**STATED GOAL**
Gather every line in the items below that contains the word "exposed". Case counts.

**DATA FOR THIS TASK**
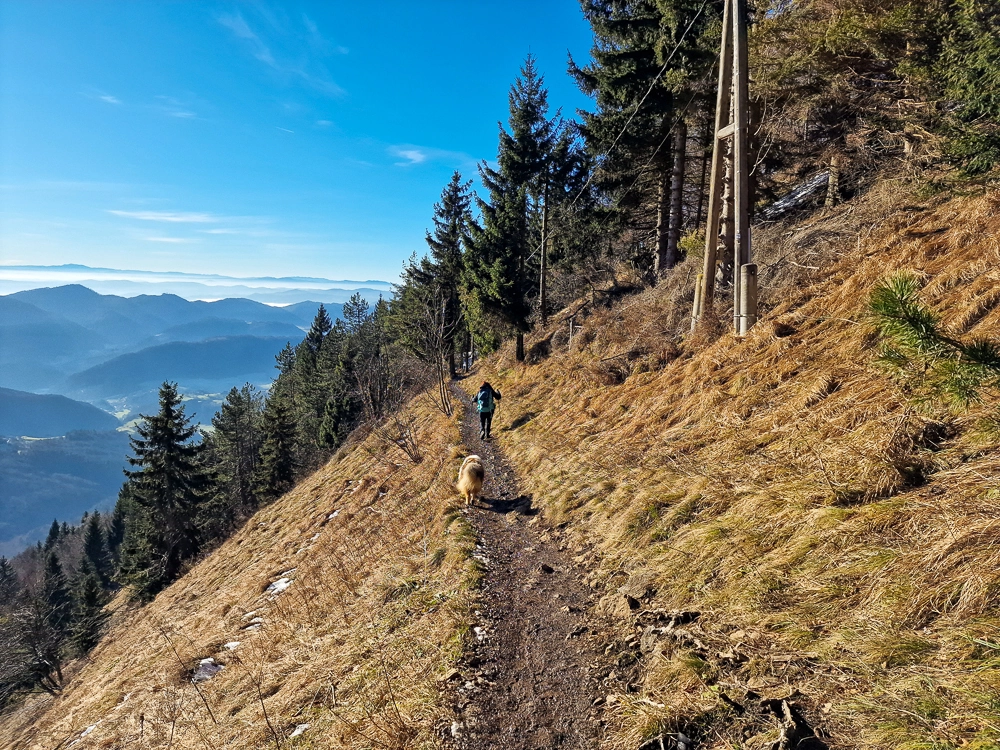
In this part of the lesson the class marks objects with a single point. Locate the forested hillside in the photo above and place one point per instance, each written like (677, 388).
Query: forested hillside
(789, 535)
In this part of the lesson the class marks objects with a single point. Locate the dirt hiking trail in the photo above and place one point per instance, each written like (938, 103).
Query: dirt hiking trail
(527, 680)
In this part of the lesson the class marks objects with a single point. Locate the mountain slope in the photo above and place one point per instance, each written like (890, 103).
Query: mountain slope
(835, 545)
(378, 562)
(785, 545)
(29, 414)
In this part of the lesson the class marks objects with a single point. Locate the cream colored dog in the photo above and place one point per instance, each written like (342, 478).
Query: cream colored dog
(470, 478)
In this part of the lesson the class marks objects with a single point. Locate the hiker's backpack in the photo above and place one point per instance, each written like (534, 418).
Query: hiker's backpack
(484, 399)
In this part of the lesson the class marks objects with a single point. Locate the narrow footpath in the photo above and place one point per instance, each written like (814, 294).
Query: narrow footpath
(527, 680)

---

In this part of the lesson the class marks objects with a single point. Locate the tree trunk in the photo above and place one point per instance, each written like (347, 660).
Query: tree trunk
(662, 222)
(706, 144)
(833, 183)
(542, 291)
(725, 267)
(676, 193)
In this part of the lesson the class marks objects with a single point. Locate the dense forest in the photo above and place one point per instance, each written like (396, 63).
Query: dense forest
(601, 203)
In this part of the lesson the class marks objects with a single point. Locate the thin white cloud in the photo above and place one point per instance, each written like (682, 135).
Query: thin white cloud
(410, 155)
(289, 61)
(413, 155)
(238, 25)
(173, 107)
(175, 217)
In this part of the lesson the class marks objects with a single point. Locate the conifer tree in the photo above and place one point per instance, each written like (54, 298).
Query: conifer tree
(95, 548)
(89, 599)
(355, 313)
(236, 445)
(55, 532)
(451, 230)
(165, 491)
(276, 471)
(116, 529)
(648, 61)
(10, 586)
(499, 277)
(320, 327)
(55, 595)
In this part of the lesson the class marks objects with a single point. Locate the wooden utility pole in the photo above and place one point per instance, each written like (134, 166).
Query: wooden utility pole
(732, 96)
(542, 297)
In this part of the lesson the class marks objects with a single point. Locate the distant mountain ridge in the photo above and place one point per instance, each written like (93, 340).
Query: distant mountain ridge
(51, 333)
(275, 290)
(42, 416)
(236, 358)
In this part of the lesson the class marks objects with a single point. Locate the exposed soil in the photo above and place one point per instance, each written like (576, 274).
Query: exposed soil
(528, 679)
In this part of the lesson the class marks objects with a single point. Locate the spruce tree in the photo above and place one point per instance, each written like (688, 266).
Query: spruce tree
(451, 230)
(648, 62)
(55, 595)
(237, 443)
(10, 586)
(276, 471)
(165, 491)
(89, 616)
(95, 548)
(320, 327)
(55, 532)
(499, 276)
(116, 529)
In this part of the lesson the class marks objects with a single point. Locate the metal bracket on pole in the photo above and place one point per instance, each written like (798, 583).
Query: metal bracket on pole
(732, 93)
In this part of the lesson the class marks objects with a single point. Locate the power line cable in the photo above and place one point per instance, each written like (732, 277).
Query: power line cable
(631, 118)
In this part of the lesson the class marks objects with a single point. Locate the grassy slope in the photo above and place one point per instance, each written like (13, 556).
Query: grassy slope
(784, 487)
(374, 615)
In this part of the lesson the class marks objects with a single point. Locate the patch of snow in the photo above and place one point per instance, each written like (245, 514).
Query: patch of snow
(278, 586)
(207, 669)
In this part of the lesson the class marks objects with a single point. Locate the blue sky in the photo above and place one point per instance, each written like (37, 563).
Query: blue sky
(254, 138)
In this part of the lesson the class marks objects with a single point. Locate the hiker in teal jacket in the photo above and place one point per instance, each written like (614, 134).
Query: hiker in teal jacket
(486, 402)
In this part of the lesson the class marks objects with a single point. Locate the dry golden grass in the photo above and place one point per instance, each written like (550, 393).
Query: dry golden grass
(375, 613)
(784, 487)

**RESPONSE TO THE EXERCISE**
In this part of the lesson the class marks objects with a single point. Locate the exposed soil in the photo above and place one point per instance, each written like (576, 274).
Query: exposed soil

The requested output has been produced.